== Text section ==
▼

Interrupt disabling is very important no matter what, but if there are multiple processors running on the same memory space, it is not sufficient. Now interrupts aren't the only way for multiple threads to enter the same critical section: threads running on different processors can enter the critical section simultaneously regardless of interrupt state.

To solve the issue, we need a Mutex.

Mutex (Mutual Exclusion Lock)

Here are the mutex's operations.

  typedef /* some type */ mutex_t;
  void acquire(mutex_t *m);
  void release(mutex_t *m);

acquire(m): the calling thread waits until no other thread has acquired m, then acquires m.

release(m): allows other threads to acquire m.

Here's an attempt at a mutex implementation using integers

typedef int mutex_t;	(initially 0)
 
void acquire(mutex_t *m) {
    while (*m != 0)
	/* */;
    *m = 1;
}
 
void release(mutex_t *m) {
    *m = 0;
}

What's wrong with this? Well, these functions have Critical Sections in themselves! To resolve this we need to rely on underlying support for locking from the processor. To use it, let's rewrite the acquire code.

    void acquire(mutex_t *m) {
1:      while (1) {
2:          if (*m == 0) {
3:              *m = 1;
4:              return;
            }
        }

We need lines 2 and 3 to execute in a critical section of their own. Processors already enforce mini-critical sections, in that simple single instructions (such as loading an aligned word from memory, or storing an aligned word into memory) execute indivisibly. This is called read-write coherence. But in assembly language, lines 2 to 4 will be written as more than one instruction:

    movl m, %eax
    jnz .L1
    movl $1, %eax
    movl %eax, *m

.L1:

RSM: Read & Set Memory

Processor designers heard our cries for help and implemented a single machine instruction that does lines 2-4 for us. This single machine instruction t_a_s (test and set) has the same behavior as this implementation, except that it always executes indivisbly.

    int t_a_s(int *a, int new_v) {
	int old = *a;
	*a = new_v;
	return old;
    }

Since the multiple processors in a computer share memory, this test-and-set can be used in a loop to wait until the other processor is done. When the code leaves the critical section, it clears the flag and another process can begin afterwards.

The acquire function will become:

    void acquire(mutex_t *m) {
        while (t_a_s(m, 1) == 1)
            /* */;
    }

This acquire function is not a privileged function, and it can run at user level.

The writec() function will become:

    void writec(pipebuf_t *p, char c) {
1:      while (1) { 
2:          acquire(&mutex);
3:          if (p->tail - p->head < N) {
4:              p->buf[p->tail % N] = c;
5:              p->tail++;
6:              release(&mutex);
7:              return;
8:          }
9:          release(&mutex);
        }
    }

Similarly readc() will become:

    char readc(pipebuf_t *p) {
1:      while (1) { 
2:          acquire(&mutex);
3:          if (p->tail != p->head) {
4:              char c = p->buf[p->head % N];
5:              p->head++;
6:              release(&mutex);
7:              return c;
8:          }
9:          release(&mutex);
        }
    }

Both functions use the same mutex, a global mutex object. But that enforces a larger critical section than the minimal ones we identified. The critical section is lines 2-7 lines, and in readc( ) it is lines 2-8. Now read and write can't happen at the same time. This arrangement of mutexes, to protect much larger than the minimal critical sections, is called:

Coarse grained locking

Enforces small number of large critical sections.

▲

[Shape labeling records]
▼

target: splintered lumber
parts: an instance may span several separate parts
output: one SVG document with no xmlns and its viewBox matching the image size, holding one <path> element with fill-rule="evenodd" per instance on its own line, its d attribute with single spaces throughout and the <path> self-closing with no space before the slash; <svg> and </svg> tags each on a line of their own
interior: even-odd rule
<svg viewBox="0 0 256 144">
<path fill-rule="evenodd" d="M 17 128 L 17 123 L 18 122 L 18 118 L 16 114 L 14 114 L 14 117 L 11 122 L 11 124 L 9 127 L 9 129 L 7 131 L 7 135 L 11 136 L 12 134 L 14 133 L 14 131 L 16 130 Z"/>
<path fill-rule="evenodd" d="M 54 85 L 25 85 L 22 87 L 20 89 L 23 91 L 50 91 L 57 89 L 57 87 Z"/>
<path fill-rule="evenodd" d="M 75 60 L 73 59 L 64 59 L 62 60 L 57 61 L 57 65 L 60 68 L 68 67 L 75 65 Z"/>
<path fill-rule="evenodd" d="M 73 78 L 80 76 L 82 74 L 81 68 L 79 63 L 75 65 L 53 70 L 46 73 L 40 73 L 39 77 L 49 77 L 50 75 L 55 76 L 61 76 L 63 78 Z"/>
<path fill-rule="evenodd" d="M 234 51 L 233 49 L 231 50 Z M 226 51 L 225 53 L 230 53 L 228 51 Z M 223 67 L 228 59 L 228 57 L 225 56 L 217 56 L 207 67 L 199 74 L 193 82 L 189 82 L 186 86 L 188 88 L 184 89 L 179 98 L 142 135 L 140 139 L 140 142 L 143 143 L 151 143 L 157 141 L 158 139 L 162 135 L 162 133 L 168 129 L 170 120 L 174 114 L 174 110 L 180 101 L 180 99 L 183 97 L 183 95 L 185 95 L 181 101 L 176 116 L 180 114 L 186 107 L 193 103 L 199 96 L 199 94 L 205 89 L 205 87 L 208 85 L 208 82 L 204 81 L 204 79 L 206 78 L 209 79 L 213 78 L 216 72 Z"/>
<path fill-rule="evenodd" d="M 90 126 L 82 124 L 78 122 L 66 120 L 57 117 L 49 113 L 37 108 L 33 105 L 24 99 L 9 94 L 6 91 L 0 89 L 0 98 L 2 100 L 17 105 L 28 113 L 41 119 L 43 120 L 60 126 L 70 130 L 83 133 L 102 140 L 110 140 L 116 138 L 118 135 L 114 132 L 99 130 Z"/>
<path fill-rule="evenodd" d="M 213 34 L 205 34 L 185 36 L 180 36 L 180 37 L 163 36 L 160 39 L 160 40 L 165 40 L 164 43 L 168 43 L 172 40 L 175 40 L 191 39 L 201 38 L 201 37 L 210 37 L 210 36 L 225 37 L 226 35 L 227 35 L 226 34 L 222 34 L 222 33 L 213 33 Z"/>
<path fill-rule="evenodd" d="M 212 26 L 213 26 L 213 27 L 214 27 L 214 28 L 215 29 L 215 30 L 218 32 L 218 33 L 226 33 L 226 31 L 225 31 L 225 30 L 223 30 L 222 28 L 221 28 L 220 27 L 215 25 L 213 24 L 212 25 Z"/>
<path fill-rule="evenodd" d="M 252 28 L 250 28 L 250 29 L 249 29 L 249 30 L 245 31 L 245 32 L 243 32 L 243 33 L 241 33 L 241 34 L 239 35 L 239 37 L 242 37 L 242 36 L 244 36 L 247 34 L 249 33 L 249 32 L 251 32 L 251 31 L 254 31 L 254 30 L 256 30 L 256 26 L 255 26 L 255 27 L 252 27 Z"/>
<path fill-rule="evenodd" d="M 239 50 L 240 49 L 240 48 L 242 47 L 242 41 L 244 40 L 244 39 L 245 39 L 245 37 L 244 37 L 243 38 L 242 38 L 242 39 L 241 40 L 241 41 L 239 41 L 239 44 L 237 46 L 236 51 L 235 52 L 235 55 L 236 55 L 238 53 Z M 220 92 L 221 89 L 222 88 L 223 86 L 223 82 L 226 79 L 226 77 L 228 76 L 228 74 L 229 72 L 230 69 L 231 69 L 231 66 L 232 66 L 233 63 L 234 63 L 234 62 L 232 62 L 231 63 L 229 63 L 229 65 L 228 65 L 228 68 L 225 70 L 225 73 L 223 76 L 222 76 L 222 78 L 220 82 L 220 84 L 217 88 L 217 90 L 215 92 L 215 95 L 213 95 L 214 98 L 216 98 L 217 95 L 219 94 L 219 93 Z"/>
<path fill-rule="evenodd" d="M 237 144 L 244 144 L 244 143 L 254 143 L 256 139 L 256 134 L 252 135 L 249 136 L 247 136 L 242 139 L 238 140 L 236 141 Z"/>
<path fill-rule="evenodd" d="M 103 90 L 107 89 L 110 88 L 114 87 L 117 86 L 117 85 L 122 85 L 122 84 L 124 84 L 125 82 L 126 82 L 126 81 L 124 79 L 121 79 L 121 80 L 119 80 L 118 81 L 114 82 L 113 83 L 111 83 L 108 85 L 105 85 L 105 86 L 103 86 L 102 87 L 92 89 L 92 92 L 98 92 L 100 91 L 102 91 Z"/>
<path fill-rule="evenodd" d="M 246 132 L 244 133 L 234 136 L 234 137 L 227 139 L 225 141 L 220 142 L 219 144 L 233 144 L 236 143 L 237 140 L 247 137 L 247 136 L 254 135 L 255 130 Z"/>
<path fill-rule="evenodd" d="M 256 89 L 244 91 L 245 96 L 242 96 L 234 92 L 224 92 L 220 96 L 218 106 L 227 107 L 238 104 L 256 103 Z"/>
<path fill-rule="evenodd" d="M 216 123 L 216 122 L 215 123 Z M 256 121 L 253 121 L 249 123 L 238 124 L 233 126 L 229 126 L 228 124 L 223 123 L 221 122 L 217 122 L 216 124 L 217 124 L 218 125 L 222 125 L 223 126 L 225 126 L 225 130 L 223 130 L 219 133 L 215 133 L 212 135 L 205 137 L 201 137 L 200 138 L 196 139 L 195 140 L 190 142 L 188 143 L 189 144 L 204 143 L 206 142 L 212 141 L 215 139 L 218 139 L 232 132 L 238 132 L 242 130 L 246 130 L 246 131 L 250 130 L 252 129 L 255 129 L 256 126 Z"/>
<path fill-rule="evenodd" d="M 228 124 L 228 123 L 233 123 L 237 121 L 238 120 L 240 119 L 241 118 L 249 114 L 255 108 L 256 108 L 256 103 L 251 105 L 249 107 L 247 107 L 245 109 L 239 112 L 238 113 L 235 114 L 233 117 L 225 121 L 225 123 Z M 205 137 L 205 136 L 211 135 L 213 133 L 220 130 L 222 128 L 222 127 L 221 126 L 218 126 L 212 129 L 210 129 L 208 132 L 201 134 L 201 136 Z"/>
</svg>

▲

== Objectives ==
(1) List the names of all functions whose code bodies appear in the text on mutexes, each name once, in order of first appearance.
(2) From the text on mutexes, extract the stretch from "typedef /* some" through "while (*m != 0)".

== Outputs for the tasks ==
(1) acquire, release, t_a_s, writec, readc

(2)
typedef /* some type */ mutex_t;
  void acquire(mutex_t *m);
  void release(mutex_t *m);

acquire(m): the calling thread waits until no other thread has acquired m, then acquires m.

release(m): allows other threads to acquire m.

Here's an attempt at a mutex implementation using integers

typedef int mutex_t;	(initially 0)
 
void acquire(mutex_t *m) {
    while (*m != 0)